Word for word, restate all of the records.
═══ Data for the task ═══
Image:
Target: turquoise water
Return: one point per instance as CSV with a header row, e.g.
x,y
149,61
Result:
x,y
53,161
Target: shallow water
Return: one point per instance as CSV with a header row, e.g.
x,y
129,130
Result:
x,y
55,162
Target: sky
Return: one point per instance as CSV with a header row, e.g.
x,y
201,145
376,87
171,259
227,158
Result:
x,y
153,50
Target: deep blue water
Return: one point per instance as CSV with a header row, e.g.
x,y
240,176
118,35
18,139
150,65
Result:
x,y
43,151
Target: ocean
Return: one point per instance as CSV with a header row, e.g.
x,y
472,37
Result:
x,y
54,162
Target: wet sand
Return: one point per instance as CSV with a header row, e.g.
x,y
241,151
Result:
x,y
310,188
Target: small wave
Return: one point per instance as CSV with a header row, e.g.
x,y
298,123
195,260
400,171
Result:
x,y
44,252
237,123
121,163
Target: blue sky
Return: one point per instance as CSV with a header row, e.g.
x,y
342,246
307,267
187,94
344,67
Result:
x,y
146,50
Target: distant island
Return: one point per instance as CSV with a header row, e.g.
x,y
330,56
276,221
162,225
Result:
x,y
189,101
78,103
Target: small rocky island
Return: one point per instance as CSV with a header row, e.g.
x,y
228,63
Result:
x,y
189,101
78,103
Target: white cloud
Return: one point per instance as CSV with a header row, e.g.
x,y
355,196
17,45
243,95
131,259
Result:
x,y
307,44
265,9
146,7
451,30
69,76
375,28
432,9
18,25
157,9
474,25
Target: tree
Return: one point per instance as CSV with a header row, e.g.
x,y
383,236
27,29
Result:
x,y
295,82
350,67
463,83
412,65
═══
### Solution to this problem:
Image:
Target: turquoise water
Return: one point per instance as CSV with a header row, e.g.
x,y
149,61
Result:
x,y
53,161
Target: shallow water
Return: one point per instance as CSV with a header row, e.g.
x,y
129,130
Result:
x,y
55,162
Target: sky
Return: one point per instance as CSV with a header row, e.g.
x,y
201,145
376,87
171,259
227,158
Result:
x,y
153,50
Target: deep blue water
Return: one point per instance as CSV with a header row, e.g.
x,y
240,176
118,35
18,139
150,65
Result:
x,y
43,151
Target: ocean
Return: one point per instance as CSV with a header row, e.g.
x,y
472,37
Result:
x,y
54,162
Target: wet sand
Return: one point per instance as CSV with a header row, e.g.
x,y
241,151
Result:
x,y
310,188
Target: small wave
Return: one point per instance as CSV with a header row, e.g.
x,y
298,123
195,260
400,171
Result:
x,y
44,252
237,123
121,163
Target: blue sky
Return: one point per instance as CSV with a header row, e.g.
x,y
342,246
307,267
187,94
344,67
Result:
x,y
146,50
Target: distant island
Return: one point per instance as CSV with a header row, e.g.
x,y
330,56
276,221
162,225
Result:
x,y
189,101
78,103
Target: small rocky island
Return: one point per instance as CSV with a header row, e.g.
x,y
228,63
Result:
x,y
189,101
78,103
Target: white cloud
Return: one point per instance as CSV with a header row, e.g.
x,y
355,196
17,45
243,95
131,259
Result:
x,y
307,44
265,9
146,7
451,30
69,76
375,28
432,9
18,25
157,9
474,25
Target: tree
Return: one point per instance as CSV with a header row, e.g.
x,y
383,236
27,29
Result:
x,y
295,82
350,67
463,83
412,65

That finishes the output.